[Отрывок текста]

Политика и вера в романе Алексея Иванова «Тобол: Мало избранных»
Опубликовано в журнале Дружба Народов, номер 5, 2018
Алексей Иванов. Тобол. Роман-пеплум: Кн. 2.
Мало избранных. — М.: АСТ, Редакция Елены Шубиной, 2017.
Представьте себе, что у
вас убили сына.
Совершенно не важно,
мужчина вы или женщина. Вы человек, и этого достаточно для того, чтобы горе
ваше было огромным.
Возможно, утешением для
вас, пусть и слабым, послужат обстоятельства его гибели. И… конечно, его уже не
вернешь, но все же героическая гибель солдата, ушедшего из жизни в бою, спасая
товарищей, проявляя в последний час лучшие качества своей личности, наверное,
подсветит кончину родного человека пламенем высоких смыслов…
Но это, знаете ли,
«работает», если не вглядываться и не вдумываться в суть происходящего. Герой —
и ладно. И не будем ворошить. Если все произошедшее для вас пребывает… как бы в
легком тумане, если вы не обо всем информированы, что ж, может быть, легче
смиритесь. И рубец на душе вашей не станет слишком уж глубоким. Как знать? Но
возможно, возможно…
Что с вами станет, если
вас просветить до конца о корнях той войны, на которой убили вашего сына? И не
в общих словах, а со всею конкретикой. Допустим, некий государственный муж
весьма высокого статуса развязал боевые действия и создал тем самым новую
«горячую точку» из соображений пошлой корысти? Ему надо больше денег. Он вор по
натуре своей, вор от корней до кроны, и он готов послать тысячи людей на смерть
не за интересы своей страны или своего народа, а просто потому, что их смерть
весьма прибыльна. А холопы, отправившиеся умирать, они ведь довольно многочисленны… стоит ли так уж скрупулезно усчитывать, где,
когда и сколько их мать сыр-земля упокоила? Чай, мамки новых
нарожают!
Вот ради умножения его
денег вашего сына-то и убили. Не ради отечества, не ради народа, не за веру, не
за правду, не за справедливость, не за свободу, наконец, был опущен занавес его
судьбы, а просто за денежки. Тупо израсходовали парня вместе с другими «боевыми
единицами», когда перед взыскательными очами высокопоставленного чиновника
нарисовался ощутимый барыш. И всё. И точка.
Ну, как вам?
Вы, кажется, не рады?
Что, своими руками готовы истребить злодея? Или же чувствуете, как нравственный
стержень, доселе помогавший вам пережить трагедию, рассыпается, и душа ваша
рушится в бездну?

[/Отрывок текста]
[Предоставленные материалы]

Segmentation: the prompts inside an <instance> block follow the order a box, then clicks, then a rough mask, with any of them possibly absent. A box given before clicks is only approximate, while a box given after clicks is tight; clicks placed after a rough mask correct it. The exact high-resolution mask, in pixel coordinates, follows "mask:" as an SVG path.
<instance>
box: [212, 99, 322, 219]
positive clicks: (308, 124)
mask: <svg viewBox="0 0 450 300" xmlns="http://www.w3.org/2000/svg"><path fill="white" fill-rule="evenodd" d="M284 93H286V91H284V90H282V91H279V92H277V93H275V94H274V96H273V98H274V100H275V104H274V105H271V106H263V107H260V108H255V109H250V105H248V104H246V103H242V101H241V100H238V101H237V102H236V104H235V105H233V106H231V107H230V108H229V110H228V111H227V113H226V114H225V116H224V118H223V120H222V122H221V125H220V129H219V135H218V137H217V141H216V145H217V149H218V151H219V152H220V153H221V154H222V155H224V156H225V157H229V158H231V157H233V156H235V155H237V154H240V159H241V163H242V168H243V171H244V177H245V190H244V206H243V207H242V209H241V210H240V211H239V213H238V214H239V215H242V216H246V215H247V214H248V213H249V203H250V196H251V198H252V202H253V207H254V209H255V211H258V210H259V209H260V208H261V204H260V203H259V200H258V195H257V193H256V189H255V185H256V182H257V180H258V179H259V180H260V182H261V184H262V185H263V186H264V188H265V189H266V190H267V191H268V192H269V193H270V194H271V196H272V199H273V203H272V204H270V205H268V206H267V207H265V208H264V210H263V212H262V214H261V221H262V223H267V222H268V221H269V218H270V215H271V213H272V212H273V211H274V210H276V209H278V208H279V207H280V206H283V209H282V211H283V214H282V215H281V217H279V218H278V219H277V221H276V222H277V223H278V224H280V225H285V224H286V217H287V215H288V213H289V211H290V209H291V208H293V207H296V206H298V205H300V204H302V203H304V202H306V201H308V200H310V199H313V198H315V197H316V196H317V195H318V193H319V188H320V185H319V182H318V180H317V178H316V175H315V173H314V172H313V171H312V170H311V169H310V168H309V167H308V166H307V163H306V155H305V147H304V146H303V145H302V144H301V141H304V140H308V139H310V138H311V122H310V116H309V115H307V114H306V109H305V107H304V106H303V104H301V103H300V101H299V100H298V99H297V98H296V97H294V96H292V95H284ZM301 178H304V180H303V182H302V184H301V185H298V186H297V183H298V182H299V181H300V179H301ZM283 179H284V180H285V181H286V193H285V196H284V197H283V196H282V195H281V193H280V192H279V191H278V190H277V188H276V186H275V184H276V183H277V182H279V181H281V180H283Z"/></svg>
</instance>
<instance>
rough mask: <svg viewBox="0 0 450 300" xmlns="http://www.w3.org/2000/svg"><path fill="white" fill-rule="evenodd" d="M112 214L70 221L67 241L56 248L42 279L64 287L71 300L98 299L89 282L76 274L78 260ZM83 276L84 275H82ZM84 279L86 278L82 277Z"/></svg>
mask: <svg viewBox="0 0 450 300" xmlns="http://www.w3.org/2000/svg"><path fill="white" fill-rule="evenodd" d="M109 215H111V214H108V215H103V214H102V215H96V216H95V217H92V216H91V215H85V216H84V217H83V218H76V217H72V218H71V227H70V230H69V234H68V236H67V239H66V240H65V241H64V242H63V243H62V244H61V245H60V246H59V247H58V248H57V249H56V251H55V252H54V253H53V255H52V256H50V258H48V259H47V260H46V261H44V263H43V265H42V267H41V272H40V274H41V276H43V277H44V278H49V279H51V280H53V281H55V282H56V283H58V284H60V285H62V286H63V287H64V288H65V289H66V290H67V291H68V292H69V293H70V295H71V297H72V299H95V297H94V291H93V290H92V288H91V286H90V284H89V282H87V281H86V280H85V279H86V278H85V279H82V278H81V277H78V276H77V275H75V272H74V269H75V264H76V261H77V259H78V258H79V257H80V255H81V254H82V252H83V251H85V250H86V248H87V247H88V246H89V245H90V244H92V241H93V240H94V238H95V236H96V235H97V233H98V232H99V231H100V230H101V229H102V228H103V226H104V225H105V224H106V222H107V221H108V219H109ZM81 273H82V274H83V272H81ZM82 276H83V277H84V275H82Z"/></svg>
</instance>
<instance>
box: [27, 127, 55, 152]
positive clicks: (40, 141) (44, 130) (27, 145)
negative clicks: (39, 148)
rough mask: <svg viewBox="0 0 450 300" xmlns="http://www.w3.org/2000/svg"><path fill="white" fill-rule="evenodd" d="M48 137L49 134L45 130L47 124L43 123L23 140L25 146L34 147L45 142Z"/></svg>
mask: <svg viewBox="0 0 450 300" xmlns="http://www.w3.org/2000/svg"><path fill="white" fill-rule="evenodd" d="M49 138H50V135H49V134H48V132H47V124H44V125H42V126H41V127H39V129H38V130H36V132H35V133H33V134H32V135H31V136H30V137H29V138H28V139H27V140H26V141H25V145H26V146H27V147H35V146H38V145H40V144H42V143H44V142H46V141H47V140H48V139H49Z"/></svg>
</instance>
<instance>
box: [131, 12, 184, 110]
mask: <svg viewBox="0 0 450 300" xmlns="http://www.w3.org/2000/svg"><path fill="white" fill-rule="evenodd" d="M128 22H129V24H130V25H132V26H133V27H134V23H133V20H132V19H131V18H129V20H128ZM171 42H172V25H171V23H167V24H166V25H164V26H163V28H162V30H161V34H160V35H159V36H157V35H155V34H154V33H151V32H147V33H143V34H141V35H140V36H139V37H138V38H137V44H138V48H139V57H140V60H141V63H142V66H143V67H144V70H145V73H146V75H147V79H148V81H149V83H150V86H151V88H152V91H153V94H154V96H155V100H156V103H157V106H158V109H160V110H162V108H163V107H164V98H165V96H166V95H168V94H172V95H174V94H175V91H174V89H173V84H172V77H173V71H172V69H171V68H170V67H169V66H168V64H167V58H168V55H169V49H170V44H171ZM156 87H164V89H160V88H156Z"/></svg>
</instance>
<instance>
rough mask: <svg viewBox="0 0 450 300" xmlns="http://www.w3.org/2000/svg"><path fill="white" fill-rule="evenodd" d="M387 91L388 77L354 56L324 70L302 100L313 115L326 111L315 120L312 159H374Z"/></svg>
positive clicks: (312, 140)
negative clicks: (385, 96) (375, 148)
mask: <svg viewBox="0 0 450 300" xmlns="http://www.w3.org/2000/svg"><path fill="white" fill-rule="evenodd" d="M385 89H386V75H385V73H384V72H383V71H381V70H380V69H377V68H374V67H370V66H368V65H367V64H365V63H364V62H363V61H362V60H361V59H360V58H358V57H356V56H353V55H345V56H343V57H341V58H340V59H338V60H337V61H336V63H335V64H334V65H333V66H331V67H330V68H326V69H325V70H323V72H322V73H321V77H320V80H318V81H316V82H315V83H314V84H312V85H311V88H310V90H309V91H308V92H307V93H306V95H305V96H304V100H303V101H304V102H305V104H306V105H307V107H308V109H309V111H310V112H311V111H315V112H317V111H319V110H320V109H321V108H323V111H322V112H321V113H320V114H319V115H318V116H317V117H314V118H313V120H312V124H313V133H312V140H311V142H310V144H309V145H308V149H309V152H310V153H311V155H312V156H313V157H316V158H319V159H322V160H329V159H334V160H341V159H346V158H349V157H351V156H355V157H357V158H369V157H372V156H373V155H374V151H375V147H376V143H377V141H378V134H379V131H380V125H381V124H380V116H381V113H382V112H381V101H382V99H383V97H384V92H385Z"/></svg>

[/Предоставленные материалы]

Рабочая инструкция – Какое издательство выпустило вторую книгу романа «Тобол», судя по статье о ней?

Выполненное задание – АСТ, Редакция Елены Шубиной.